Problem to work on: Reproduce the records below word for word.

Data to use:
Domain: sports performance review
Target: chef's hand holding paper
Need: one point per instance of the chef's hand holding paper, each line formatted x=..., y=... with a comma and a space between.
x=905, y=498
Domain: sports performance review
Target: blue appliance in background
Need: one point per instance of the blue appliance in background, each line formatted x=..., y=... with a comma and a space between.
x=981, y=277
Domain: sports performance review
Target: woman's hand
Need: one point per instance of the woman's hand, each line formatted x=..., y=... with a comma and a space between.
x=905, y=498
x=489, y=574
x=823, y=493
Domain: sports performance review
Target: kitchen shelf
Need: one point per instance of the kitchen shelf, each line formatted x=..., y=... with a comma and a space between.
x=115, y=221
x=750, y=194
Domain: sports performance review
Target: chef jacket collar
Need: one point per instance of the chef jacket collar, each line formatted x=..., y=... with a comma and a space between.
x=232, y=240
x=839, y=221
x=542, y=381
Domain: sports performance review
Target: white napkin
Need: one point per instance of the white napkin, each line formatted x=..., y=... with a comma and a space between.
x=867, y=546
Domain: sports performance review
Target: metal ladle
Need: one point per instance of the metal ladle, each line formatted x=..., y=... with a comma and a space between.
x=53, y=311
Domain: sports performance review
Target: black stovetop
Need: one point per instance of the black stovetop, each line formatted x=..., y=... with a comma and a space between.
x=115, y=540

Response:
Domain: sports performance review
Target: chef's hand holding paper
Need: one point per instance of the chef's hand holding paper, each line formatted x=..., y=... with a comma and a space between.
x=905, y=498
Domain: sports performance review
Target: blue appliance in background
Need: one point per instance of the blue appliance in background, each line formatted x=..., y=... with a comma and a space between.
x=981, y=277
Domain: sports performance review
Target: woman's hand
Need: one point per instance of the woman's hand, each line formatted x=..., y=... with a comma and a space between.
x=905, y=498
x=489, y=574
x=823, y=493
Domain: sports performance review
Target: kitchen shelf
Need: one point per instance of the kitchen shelf, each line formatted x=..., y=... with a comma and a space between.
x=115, y=221
x=750, y=194
Domain: sports performance review
Target: chef jacket collar
Need: one point per instance of the chef jacket collar, each line formatted x=..., y=... with a comma and a space between.
x=232, y=240
x=839, y=221
x=542, y=381
Domain: sports performance review
Target: white napkin
Need: one point per instance of the white napkin, each line formatted x=..., y=... with a comma and a space between.
x=867, y=546
Domain: sports performance review
Target: metal ladle
Need: one point per instance of the metal ladle, each line formatted x=..., y=... with a comma and a space between.
x=53, y=311
Domain: sports performance review
Target: black stovetop
Need: one point per instance of the black stovetop, each line formatted x=..., y=... with a comma and a space between.
x=115, y=540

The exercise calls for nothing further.